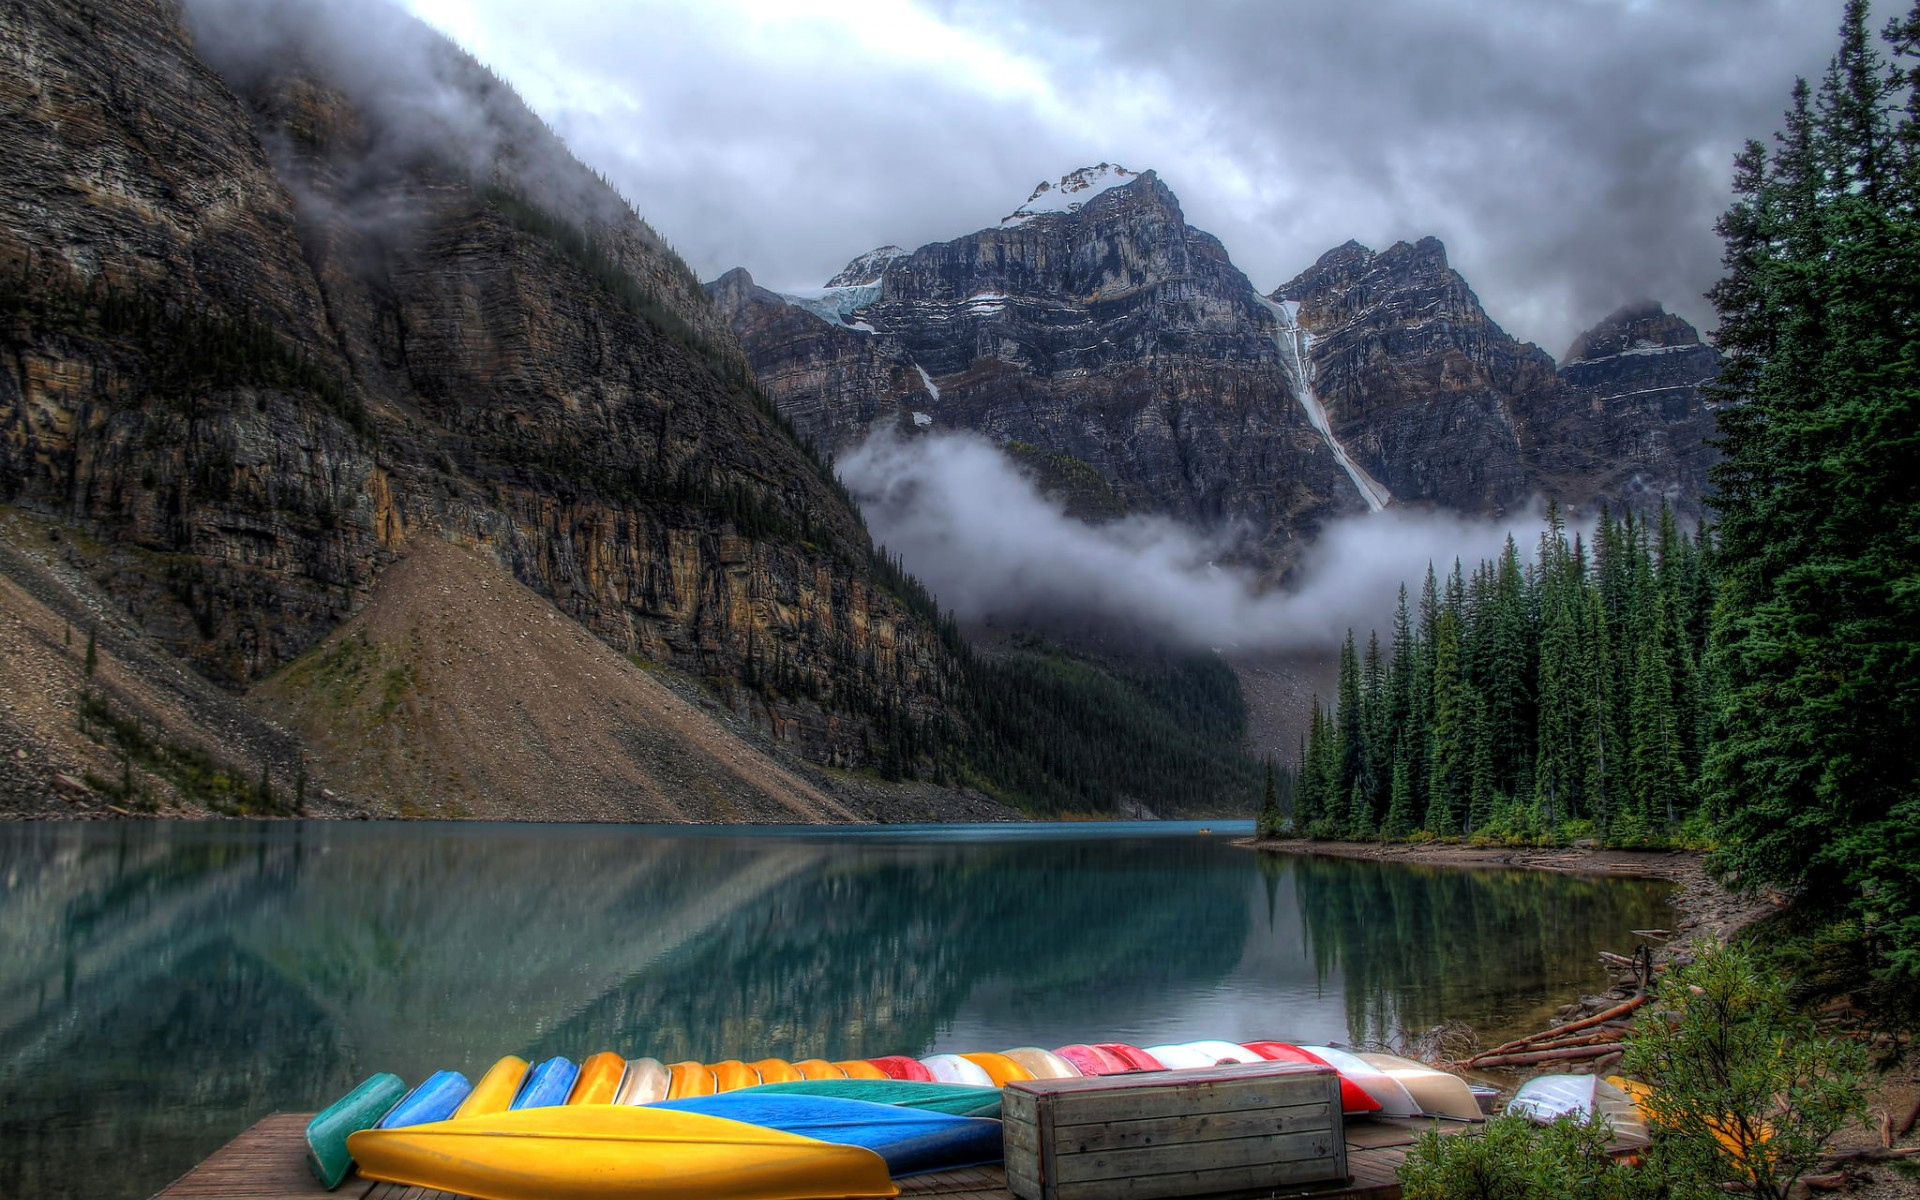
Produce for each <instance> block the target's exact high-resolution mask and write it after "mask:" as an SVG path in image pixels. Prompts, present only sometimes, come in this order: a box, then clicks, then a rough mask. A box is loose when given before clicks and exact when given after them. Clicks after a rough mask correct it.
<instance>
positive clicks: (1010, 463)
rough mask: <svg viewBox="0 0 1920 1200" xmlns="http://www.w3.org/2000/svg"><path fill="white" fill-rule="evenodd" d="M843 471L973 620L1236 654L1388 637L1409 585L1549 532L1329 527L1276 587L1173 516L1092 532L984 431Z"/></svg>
mask: <svg viewBox="0 0 1920 1200" xmlns="http://www.w3.org/2000/svg"><path fill="white" fill-rule="evenodd" d="M837 467H839V472H841V476H843V478H845V480H847V486H849V488H851V490H852V492H854V495H856V499H858V501H860V511H862V515H864V516H866V522H868V528H870V530H872V532H874V538H876V540H877V541H883V543H885V545H887V547H891V549H893V551H897V553H899V555H900V557H902V561H904V563H906V566H908V570H912V572H914V574H916V576H920V580H922V582H925V584H927V588H929V589H933V593H935V595H937V597H939V599H941V605H943V607H947V609H950V611H952V612H954V614H956V616H960V618H962V620H991V618H1004V620H1016V622H1018V620H1033V618H1046V616H1056V618H1060V616H1064V618H1071V620H1075V622H1085V620H1089V618H1091V620H1098V622H1106V624H1119V626H1127V628H1135V630H1140V632H1144V634H1148V636H1154V637H1158V639H1162V641H1171V643H1179V645H1188V647H1210V649H1223V651H1227V649H1231V651H1288V649H1325V647H1332V645H1338V643H1340V639H1342V637H1344V636H1346V630H1348V628H1357V630H1361V639H1365V630H1380V632H1382V634H1384V632H1388V630H1390V628H1392V616H1394V603H1396V593H1398V588H1400V584H1402V582H1407V584H1409V586H1411V589H1417V586H1419V580H1421V576H1423V574H1425V570H1427V564H1428V563H1438V564H1440V568H1442V570H1446V566H1448V564H1452V561H1453V559H1455V557H1459V559H1465V563H1467V564H1469V566H1471V564H1475V563H1478V561H1480V559H1488V557H1494V555H1498V553H1500V547H1501V545H1503V541H1505V538H1507V536H1509V532H1511V534H1513V536H1515V538H1517V540H1519V543H1521V545H1523V549H1530V547H1532V545H1534V541H1536V540H1538V536H1540V518H1538V515H1532V513H1526V515H1515V516H1511V518H1509V520H1505V522H1488V520H1465V518H1459V516H1452V515H1444V513H1428V511H1413V509H1398V507H1392V509H1386V511H1382V513H1375V515H1365V516H1350V518H1344V520H1336V522H1332V524H1329V526H1327V528H1325V530H1321V534H1319V538H1317V540H1315V543H1313V547H1311V549H1309V551H1308V553H1306V557H1304V559H1302V563H1300V564H1298V570H1296V572H1294V576H1296V578H1294V582H1292V584H1290V586H1288V588H1286V589H1284V591H1275V589H1269V588H1263V586H1261V582H1260V580H1258V576H1254V574H1252V572H1246V570H1238V568H1227V566H1217V564H1215V563H1217V559H1221V557H1225V555H1227V551H1229V549H1231V547H1233V541H1235V534H1233V530H1215V532H1204V530H1192V528H1188V526H1183V524H1179V522H1173V520H1167V518H1164V516H1127V518H1121V520H1116V522H1108V524H1100V526H1091V524H1085V522H1079V520H1075V518H1071V516H1068V515H1066V511H1064V509H1062V505H1060V503H1056V501H1052V499H1046V497H1043V495H1041V493H1039V492H1037V490H1035V486H1033V482H1031V480H1029V478H1027V476H1023V474H1021V472H1020V468H1018V467H1016V465H1014V463H1012V461H1010V459H1008V457H1006V455H1004V453H1000V451H998V449H996V447H995V445H993V444H989V442H985V440H983V438H977V436H973V434H937V436H922V438H912V440H899V438H895V436H891V434H877V436H874V438H870V440H868V442H866V444H862V445H858V447H856V449H852V451H851V453H845V455H841V457H839V461H837Z"/></svg>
◇ ◇ ◇ ◇ ◇ ◇ ◇
**Work instruction:** Render these lines as a JSON list of strings with one string per line and blank lines dropped, covering every line from the start through the last. Leave the pictures out of the answer.

**Output below:**
[
  "Produce for each <instance> block the target's exact high-resolution mask and write it after \"mask:\" as an SVG path in image pixels. Prompts, present only sometimes, come in this order: a box, then clicks, then a rough mask. A box is loose when given before clicks and exact when given after them. Clicks after a rough mask correct it.",
  "<instance>",
  "positive clicks: (1010, 463)",
  "rough mask: <svg viewBox=\"0 0 1920 1200\" xmlns=\"http://www.w3.org/2000/svg\"><path fill=\"white\" fill-rule=\"evenodd\" d=\"M843 471L973 620L1236 654L1388 637L1409 585L1549 532L1329 527L1276 587L1173 516L1092 532L984 431Z\"/></svg>",
  "mask: <svg viewBox=\"0 0 1920 1200\" xmlns=\"http://www.w3.org/2000/svg\"><path fill=\"white\" fill-rule=\"evenodd\" d=\"M837 467H839V472H841V476H843V478H845V480H847V486H849V488H851V490H852V492H854V495H856V499H858V501H860V511H862V515H864V516H866V522H868V528H870V530H872V532H874V538H876V540H877V541H883V543H885V545H887V547H891V549H893V551H897V553H899V555H900V557H902V561H904V563H906V566H908V570H912V572H914V574H916V576H920V580H922V582H925V584H927V588H929V589H933V593H935V595H937V597H939V599H941V605H943V607H947V609H950V611H952V612H954V614H956V616H960V618H962V620H991V618H1004V620H1016V622H1018V620H1033V618H1046V616H1056V618H1060V616H1064V618H1071V620H1075V622H1085V620H1089V618H1091V620H1098V622H1106V624H1119V626H1127V628H1135V630H1140V632H1144V634H1148V636H1154V637H1158V639H1162V641H1171V643H1179V645H1188V647H1210V649H1223V651H1227V649H1231V651H1288V649H1325V647H1332V645H1338V643H1340V639H1342V637H1344V636H1346V630H1348V628H1357V630H1361V639H1365V630H1380V632H1382V634H1384V632H1388V630H1390V628H1392V616H1394V603H1396V593H1398V588H1400V584H1402V582H1407V584H1409V586H1411V589H1417V586H1419V580H1421V576H1423V574H1425V570H1427V564H1428V563H1438V564H1440V568H1442V570H1446V566H1448V564H1452V561H1453V559H1455V557H1459V559H1465V563H1467V564H1469V566H1471V564H1475V563H1478V561H1480V559H1488V557H1494V555H1498V553H1500V547H1501V545H1503V541H1505V538H1507V536H1509V532H1511V534H1513V536H1515V538H1517V540H1519V543H1521V545H1523V549H1530V547H1532V545H1534V541H1536V540H1538V536H1540V518H1538V515H1532V513H1526V515H1515V516H1511V518H1509V520H1505V522H1488V520H1465V518H1459V516H1452V515H1444V513H1428V511H1413V509H1398V507H1392V509H1386V511H1382V513H1375V515H1365V516H1350V518H1344V520H1336V522H1332V524H1329V526H1327V528H1325V530H1321V534H1319V538H1317V540H1315V543H1313V547H1311V549H1309V551H1308V553H1306V557H1304V559H1302V563H1300V564H1298V570H1296V572H1294V576H1296V578H1294V582H1292V584H1290V586H1288V588H1286V589H1284V591H1275V589H1269V588H1263V586H1261V582H1260V580H1258V576H1254V574H1252V572H1246V570H1238V568H1227V566H1217V564H1215V563H1217V559H1221V557H1225V555H1227V551H1229V549H1231V547H1233V541H1235V534H1233V530H1215V532H1204V530H1192V528H1188V526H1183V524H1179V522H1173V520H1167V518H1164V516H1127V518H1121V520H1116V522H1108V524H1100V526H1091V524H1085V522H1079V520H1075V518H1071V516H1068V515H1066V511H1064V509H1062V505H1060V503H1056V501H1052V499H1046V497H1043V495H1041V493H1039V492H1037V490H1035V486H1033V482H1031V480H1029V478H1027V476H1023V474H1021V472H1020V468H1018V467H1016V465H1014V463H1012V461H1010V459H1008V457H1006V455H1004V453H1000V451H998V449H996V447H995V445H993V444H989V442H985V440H983V438H977V436H973V434H937V436H922V438H912V440H899V438H895V436H891V434H877V436H874V438H870V440H868V442H866V444H862V445H858V447H856V449H852V451H851V453H845V455H841V457H839V461H837Z\"/></svg>"
]